INSTRUCTIONS FOR THE TASK: Reproduce verbatim the final portion of the material below, from the line containing "Place a point on every instance of the green metal" through its last line, and nothing else.

MATERIAL PROVIDED:
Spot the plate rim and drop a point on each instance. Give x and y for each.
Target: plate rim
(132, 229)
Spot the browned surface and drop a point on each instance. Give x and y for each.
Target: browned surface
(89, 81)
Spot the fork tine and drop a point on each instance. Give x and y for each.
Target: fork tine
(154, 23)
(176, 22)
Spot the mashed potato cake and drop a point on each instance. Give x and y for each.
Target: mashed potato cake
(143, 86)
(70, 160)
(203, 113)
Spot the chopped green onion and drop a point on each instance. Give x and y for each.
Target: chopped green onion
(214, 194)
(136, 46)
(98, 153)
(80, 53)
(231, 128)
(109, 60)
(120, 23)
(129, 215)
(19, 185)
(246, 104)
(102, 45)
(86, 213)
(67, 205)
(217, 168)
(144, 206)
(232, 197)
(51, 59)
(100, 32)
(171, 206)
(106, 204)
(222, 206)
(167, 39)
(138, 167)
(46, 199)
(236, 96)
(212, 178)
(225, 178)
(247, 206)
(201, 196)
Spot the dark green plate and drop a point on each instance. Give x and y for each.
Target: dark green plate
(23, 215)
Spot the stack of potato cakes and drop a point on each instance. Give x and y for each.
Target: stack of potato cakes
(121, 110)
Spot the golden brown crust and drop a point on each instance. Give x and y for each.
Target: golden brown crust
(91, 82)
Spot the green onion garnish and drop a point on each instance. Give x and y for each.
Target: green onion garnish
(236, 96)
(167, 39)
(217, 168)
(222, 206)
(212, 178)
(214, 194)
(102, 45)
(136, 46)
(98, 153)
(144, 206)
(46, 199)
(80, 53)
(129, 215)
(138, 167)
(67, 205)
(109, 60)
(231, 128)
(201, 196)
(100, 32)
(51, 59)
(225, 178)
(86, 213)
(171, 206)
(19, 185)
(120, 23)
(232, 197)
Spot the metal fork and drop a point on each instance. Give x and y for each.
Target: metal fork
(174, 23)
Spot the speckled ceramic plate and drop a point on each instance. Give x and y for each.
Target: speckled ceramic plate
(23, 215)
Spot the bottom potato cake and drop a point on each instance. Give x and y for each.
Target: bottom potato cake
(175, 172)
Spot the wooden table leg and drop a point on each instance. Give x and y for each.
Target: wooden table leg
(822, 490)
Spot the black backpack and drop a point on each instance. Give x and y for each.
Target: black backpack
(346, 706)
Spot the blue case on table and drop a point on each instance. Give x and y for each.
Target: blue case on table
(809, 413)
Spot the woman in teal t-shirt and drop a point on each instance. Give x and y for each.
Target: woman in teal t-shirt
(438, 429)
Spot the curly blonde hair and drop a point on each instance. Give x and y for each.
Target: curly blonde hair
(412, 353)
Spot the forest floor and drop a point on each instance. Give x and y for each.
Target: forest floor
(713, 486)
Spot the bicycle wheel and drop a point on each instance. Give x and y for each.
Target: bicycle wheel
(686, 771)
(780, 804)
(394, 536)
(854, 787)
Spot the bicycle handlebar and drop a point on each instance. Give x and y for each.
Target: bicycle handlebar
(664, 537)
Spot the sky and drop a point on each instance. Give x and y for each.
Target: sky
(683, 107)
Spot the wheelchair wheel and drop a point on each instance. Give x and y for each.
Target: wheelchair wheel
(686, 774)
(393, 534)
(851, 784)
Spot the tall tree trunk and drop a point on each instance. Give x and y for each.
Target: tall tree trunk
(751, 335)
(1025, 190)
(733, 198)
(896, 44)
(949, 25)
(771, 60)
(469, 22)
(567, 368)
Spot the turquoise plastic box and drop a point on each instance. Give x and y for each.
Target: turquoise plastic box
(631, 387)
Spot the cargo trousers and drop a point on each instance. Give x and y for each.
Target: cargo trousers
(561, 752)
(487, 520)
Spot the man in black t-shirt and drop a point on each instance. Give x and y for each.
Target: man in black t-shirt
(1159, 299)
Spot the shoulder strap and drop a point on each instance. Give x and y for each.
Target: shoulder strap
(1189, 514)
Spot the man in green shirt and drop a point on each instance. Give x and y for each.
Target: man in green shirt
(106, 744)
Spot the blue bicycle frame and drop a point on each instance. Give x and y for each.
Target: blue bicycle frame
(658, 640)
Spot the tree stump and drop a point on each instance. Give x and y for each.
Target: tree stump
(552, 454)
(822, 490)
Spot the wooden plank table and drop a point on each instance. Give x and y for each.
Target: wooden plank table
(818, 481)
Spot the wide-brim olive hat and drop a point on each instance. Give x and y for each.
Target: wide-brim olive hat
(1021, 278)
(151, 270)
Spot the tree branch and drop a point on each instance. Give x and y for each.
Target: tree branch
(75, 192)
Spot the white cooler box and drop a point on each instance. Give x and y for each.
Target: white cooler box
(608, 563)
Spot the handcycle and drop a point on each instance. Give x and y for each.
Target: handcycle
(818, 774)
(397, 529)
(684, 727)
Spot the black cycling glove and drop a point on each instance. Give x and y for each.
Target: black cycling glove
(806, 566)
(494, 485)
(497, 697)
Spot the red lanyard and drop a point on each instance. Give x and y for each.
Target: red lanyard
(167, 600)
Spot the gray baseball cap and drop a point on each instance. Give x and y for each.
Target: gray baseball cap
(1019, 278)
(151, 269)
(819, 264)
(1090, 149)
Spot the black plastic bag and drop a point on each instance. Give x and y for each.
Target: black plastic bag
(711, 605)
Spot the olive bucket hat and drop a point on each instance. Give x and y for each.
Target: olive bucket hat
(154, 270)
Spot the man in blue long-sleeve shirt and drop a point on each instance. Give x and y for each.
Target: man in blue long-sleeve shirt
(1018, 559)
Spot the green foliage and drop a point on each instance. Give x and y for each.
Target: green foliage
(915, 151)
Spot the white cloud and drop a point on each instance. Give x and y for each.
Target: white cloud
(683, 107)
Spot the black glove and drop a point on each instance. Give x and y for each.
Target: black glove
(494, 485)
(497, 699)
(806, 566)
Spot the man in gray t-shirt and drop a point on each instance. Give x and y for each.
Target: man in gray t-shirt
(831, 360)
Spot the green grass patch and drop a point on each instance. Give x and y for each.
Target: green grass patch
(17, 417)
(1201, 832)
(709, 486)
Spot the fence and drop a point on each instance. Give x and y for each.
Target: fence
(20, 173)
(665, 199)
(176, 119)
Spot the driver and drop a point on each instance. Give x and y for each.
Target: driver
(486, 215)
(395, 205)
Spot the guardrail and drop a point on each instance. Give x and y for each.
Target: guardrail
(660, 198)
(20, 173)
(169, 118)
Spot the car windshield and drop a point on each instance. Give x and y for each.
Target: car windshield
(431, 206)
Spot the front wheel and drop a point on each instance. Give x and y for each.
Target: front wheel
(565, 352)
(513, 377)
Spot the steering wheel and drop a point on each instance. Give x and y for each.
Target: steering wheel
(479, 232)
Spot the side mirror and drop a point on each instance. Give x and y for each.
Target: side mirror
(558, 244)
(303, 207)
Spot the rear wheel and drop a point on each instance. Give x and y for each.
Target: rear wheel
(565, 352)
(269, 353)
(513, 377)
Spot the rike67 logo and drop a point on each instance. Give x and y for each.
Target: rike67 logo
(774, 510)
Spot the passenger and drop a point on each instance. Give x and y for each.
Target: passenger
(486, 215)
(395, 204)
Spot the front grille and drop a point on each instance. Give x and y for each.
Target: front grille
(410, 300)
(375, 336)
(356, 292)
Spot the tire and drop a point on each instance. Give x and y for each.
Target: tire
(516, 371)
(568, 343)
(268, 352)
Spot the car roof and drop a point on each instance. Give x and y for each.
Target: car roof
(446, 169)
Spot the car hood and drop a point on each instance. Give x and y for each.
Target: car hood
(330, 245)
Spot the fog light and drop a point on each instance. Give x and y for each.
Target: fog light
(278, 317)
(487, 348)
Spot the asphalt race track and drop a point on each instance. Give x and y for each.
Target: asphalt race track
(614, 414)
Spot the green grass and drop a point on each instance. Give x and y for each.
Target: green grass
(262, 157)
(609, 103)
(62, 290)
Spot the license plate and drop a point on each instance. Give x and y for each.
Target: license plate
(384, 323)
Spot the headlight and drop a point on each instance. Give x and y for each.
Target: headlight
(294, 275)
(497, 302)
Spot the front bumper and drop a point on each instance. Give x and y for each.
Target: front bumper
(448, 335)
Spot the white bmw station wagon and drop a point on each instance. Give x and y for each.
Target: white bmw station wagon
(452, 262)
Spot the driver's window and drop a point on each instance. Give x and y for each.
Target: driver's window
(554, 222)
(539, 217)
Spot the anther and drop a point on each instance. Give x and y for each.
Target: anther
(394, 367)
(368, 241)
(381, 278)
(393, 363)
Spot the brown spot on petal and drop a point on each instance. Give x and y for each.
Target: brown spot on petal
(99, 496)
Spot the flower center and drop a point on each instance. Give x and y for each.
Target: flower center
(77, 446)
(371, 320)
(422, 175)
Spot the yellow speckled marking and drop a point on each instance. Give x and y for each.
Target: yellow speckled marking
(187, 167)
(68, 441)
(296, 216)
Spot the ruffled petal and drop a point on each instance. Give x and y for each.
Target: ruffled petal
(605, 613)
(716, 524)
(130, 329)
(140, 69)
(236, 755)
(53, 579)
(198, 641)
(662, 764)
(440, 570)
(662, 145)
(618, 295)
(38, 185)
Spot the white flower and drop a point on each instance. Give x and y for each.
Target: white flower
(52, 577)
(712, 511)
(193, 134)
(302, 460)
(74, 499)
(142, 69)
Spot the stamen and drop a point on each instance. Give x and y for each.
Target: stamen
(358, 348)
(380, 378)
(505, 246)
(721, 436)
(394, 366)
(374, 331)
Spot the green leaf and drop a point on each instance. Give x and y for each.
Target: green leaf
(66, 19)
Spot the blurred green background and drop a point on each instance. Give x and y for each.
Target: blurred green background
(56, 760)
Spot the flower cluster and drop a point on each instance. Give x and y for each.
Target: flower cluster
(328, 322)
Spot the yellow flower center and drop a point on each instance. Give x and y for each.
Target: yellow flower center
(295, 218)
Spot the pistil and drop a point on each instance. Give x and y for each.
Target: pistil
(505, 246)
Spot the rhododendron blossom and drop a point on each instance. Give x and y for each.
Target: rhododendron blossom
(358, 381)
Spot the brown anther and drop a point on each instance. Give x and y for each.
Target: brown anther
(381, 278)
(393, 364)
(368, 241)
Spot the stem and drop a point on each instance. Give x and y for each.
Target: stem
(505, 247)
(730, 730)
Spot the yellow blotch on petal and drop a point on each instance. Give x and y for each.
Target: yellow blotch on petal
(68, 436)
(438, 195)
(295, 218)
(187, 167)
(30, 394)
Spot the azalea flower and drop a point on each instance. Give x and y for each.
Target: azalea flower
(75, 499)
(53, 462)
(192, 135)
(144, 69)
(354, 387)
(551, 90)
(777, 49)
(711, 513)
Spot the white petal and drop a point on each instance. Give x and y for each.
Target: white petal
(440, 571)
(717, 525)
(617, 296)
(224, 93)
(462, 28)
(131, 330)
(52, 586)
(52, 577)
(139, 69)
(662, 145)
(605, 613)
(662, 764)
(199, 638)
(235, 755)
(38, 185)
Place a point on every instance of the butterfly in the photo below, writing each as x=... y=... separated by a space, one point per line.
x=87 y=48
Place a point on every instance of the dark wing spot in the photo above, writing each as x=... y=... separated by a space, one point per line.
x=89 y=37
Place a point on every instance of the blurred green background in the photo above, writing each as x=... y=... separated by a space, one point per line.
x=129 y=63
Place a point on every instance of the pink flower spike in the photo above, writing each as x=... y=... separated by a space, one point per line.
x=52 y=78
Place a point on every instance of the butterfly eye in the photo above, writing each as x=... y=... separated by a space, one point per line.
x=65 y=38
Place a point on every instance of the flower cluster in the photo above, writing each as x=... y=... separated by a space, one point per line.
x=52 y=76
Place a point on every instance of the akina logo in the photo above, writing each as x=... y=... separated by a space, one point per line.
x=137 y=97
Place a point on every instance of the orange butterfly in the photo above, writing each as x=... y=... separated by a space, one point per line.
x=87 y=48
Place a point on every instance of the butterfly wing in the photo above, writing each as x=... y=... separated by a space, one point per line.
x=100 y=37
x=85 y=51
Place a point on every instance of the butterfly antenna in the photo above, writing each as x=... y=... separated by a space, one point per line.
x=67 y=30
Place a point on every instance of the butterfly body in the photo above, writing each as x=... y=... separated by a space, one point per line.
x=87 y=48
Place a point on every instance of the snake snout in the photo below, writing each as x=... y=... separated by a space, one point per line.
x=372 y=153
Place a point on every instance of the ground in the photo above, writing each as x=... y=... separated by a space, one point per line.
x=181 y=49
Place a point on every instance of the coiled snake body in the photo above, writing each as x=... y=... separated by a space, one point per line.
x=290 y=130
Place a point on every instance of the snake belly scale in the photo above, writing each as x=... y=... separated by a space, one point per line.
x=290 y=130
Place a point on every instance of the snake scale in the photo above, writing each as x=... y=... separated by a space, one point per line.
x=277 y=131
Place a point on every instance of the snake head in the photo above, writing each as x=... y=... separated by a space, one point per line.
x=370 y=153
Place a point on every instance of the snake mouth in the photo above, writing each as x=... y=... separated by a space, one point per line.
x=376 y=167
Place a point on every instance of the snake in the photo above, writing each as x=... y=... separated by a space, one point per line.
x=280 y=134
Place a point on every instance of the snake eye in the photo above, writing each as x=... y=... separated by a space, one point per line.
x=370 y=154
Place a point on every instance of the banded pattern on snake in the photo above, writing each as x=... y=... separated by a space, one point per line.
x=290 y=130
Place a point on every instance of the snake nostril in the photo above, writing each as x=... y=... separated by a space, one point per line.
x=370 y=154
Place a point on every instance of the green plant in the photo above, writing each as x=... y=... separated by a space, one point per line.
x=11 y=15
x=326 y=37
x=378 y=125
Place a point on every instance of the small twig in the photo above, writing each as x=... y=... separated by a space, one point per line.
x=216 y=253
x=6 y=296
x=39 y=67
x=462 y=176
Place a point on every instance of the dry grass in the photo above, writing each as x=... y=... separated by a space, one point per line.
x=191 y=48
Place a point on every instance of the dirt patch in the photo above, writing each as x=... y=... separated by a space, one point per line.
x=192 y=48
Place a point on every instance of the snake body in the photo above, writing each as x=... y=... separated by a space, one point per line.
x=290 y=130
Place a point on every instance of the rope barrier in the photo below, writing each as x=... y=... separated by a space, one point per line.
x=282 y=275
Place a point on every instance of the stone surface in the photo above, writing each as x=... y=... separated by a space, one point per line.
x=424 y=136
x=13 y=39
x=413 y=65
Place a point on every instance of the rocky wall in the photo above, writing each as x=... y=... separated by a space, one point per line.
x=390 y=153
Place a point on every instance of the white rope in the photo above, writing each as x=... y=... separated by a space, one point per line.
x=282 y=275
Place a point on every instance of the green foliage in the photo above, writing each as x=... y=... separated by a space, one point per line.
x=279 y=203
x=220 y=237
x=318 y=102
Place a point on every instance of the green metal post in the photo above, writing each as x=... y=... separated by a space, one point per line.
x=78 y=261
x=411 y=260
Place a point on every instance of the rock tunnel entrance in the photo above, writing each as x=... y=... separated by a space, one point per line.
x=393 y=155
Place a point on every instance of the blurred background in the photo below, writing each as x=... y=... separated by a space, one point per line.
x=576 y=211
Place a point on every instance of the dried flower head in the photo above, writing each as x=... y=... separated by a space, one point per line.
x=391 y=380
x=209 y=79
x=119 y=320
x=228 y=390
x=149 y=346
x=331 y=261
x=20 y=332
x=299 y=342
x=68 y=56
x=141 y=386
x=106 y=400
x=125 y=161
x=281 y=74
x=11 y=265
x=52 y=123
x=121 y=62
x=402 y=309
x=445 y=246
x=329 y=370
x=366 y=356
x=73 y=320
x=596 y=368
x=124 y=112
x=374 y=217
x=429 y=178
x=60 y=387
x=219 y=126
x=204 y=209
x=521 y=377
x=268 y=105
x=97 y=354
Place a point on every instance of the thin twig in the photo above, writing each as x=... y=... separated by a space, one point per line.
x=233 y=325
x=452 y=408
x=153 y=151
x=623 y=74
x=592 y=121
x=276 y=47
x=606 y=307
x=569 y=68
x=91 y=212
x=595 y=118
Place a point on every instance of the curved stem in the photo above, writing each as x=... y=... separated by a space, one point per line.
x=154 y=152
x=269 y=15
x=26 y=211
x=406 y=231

SOLUTION TO THIS EXERCISE:
Place a point on every instance of the green metal post in the photo above, writing each as x=... y=... separated by a space, one point per line.
x=78 y=261
x=411 y=260
Place a point on every instance of the rock tunnel entrance in the photo above, writing each as x=... y=... separated by a space, one point per line.
x=393 y=155
Place a point on every instance of the blurred background in the photo below, writing each as x=... y=... separated by a space, one point per line.
x=576 y=211
Place a point on every instance of the dried flower head in the photo above, writing each as x=... y=... separated by a space, one point per line.
x=391 y=380
x=209 y=79
x=119 y=320
x=228 y=390
x=149 y=346
x=331 y=261
x=20 y=332
x=299 y=342
x=68 y=56
x=141 y=386
x=106 y=400
x=125 y=161
x=281 y=74
x=11 y=265
x=52 y=123
x=121 y=62
x=402 y=309
x=445 y=246
x=329 y=370
x=366 y=356
x=73 y=320
x=596 y=368
x=124 y=112
x=374 y=217
x=429 y=178
x=60 y=387
x=219 y=126
x=204 y=209
x=521 y=377
x=268 y=105
x=97 y=354
Place a point on every instance of the thin twig in the photo above, writing each as x=... y=... separated by a space, one point per line.
x=233 y=325
x=452 y=408
x=153 y=151
x=623 y=74
x=592 y=121
x=276 y=47
x=606 y=307
x=569 y=68
x=91 y=212
x=595 y=118
Place a point on every instance of the curved stem in the photo above, writing each as x=... y=... separated by a space, one point per line.
x=154 y=152
x=269 y=15
x=26 y=211
x=406 y=231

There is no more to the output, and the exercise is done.